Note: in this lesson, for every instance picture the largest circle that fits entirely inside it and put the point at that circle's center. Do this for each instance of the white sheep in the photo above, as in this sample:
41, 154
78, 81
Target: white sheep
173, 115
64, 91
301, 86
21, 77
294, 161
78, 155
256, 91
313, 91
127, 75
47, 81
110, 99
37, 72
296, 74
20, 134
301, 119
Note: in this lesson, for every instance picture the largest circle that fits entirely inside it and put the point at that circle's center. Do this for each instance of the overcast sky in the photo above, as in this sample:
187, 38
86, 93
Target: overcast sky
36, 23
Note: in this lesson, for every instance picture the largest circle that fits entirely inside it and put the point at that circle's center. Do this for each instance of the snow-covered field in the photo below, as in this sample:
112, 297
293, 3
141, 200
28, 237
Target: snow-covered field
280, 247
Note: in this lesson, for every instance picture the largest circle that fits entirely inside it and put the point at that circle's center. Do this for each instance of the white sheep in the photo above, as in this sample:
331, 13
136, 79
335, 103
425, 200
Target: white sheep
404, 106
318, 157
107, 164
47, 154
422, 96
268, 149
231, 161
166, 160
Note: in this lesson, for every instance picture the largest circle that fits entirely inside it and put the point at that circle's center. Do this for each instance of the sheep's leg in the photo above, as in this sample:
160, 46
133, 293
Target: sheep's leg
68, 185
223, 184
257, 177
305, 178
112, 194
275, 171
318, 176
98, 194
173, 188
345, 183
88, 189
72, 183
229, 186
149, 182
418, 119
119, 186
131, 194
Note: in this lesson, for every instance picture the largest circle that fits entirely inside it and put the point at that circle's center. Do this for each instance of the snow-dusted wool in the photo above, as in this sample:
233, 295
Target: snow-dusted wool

◇ ◇ ◇ ◇

*WORK INSTRUCTIONS*
Copy the material above exactly. Include every line.

*TASK OUTPUT*
Note: in this lesson, for every instance picture the largest circle that fits entirely inside it and put the point at that circle's center. Do this for each instance of the white sheep in the photo above, as in this sample:
41, 154
78, 81
Target: white sheep
173, 115
64, 91
301, 86
21, 77
294, 161
78, 155
256, 91
313, 91
127, 75
47, 81
110, 99
37, 72
296, 74
20, 134
301, 119
Note: in this lesson, for every instance picture the largest circle that fits entirely inside it and put the point at that circle's center. Do this for each instance of the overcast sky in the photo above, as in this sample:
187, 38
86, 93
Target: overcast sky
36, 23
Note: in this lesson, for every instance picture the largest circle that fits entirely inside it and put the point at that circle's center. Do this for each instance of the snow-covered field in the photo below, as in this sample:
112, 297
293, 3
141, 200
28, 237
Target: snow-covered field
280, 247
Note: in this lesson, for every instance picture the largest circle that fits entirely inside it and put the point at that circle's center. Do this for each instance of the white sheep in the photo above, as in this sample:
331, 13
136, 79
335, 103
425, 200
Target: white sheep
404, 106
318, 157
107, 164
47, 154
422, 96
268, 149
231, 161
166, 160
Note: in this lesson, for every instance picture the largest circle that fits entirely inside it and put the point at that circle's center. Do this for each instance of the sheep's leg in the photo above, as in this sample:
160, 46
133, 293
Target: sheep's leg
68, 185
223, 184
257, 177
305, 178
112, 194
275, 171
318, 176
98, 194
173, 188
345, 183
88, 189
72, 183
229, 186
149, 182
418, 119
119, 186
131, 194
Note: in this lesson, for every instance picture the largest circle that fits entirely inside it and put the point at that circle's center. Do this for each instance of the snow-dusted wool in the photo above, as in this sample:
233, 295
Target: snow-dusted wool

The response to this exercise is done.